*TASK INPUT*:
##########

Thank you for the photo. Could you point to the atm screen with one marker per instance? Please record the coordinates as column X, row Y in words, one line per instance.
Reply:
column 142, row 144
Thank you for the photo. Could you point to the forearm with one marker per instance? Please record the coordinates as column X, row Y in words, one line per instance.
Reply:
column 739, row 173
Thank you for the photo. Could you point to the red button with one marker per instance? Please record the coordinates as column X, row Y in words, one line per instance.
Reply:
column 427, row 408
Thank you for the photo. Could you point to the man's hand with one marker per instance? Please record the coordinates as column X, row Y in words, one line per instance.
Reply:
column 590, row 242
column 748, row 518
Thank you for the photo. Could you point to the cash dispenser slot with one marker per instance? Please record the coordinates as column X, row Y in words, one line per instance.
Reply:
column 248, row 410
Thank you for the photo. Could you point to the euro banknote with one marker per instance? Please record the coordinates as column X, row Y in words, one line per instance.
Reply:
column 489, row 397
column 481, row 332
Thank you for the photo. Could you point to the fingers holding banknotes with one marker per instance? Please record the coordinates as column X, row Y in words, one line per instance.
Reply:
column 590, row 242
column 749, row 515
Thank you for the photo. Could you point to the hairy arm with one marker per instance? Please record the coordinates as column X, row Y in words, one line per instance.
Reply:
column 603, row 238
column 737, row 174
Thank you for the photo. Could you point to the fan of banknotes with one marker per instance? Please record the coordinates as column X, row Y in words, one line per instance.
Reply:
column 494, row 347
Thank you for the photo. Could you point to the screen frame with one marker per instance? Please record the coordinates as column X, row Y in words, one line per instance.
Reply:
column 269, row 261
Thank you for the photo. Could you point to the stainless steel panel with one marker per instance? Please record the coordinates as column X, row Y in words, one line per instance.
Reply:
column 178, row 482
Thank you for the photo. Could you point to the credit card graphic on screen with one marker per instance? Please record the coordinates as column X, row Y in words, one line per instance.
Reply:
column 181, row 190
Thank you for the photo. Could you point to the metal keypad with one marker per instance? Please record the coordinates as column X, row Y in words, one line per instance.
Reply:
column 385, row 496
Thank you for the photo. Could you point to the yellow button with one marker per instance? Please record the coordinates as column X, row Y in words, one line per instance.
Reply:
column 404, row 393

##########

*SHORT EXERCISE*:
Retype the material above word for word, starting at its first line and ending with the line that contains "column 178, row 482".

*EXERCISE ANSWER*:
Thank you for the photo. Could you point to the atm screen with one marker per instance? Please record the coordinates as column X, row Y in words, one line per instance.
Reply:
column 142, row 144
Thank you for the photo. Could you point to the forearm with one marker per instance? Please record the coordinates as column X, row Y in words, one line per instance.
Reply:
column 739, row 173
Thank you for the photo. Could you point to the red button with one marker per instance? Please record the coordinates as column X, row Y in words, one line per instance.
Reply:
column 427, row 408
Thank you for the photo. Could you point to the man's hand with one marker per instance? Please record the coordinates as column X, row Y in words, one line per instance.
Reply:
column 590, row 242
column 748, row 518
Thank you for the photo. Could you point to the cash dispenser slot with one marker per instance? Please record the coordinates as column X, row Y in words, one line per instance.
Reply:
column 248, row 410
Thank you for the photo. Could you point to the euro banknote with one marker per instance? Please record the coordinates as column X, row Y in words, one line per instance.
Reply:
column 489, row 397
column 481, row 332
Thank you for the photo. Could you point to the fingers holding banknotes with one marker per instance? Please record the coordinates as column X, row Y in words, one line per instance.
Reply:
column 590, row 242
column 749, row 515
Thank you for the photo. Could you point to the hairy arm with one marker per instance? Please record the coordinates as column X, row Y in words, one line per instance.
Reply:
column 603, row 238
column 737, row 174
Thank you for the photo. Could you point to the fan of banknotes with one marker per instance? Please record the coordinates as column X, row Y in words, one line per instance.
Reply:
column 494, row 347
Thank you for the photo. Could you point to the screen frame with one marker per instance? Please record the coordinates as column X, row Y in words, one line per instance.
Reply:
column 269, row 261
Thank you for the photo. Could you point to the stainless steel panel with one marker per instance? Please record the coordinates as column X, row Y in words, one line per instance.
Reply:
column 178, row 482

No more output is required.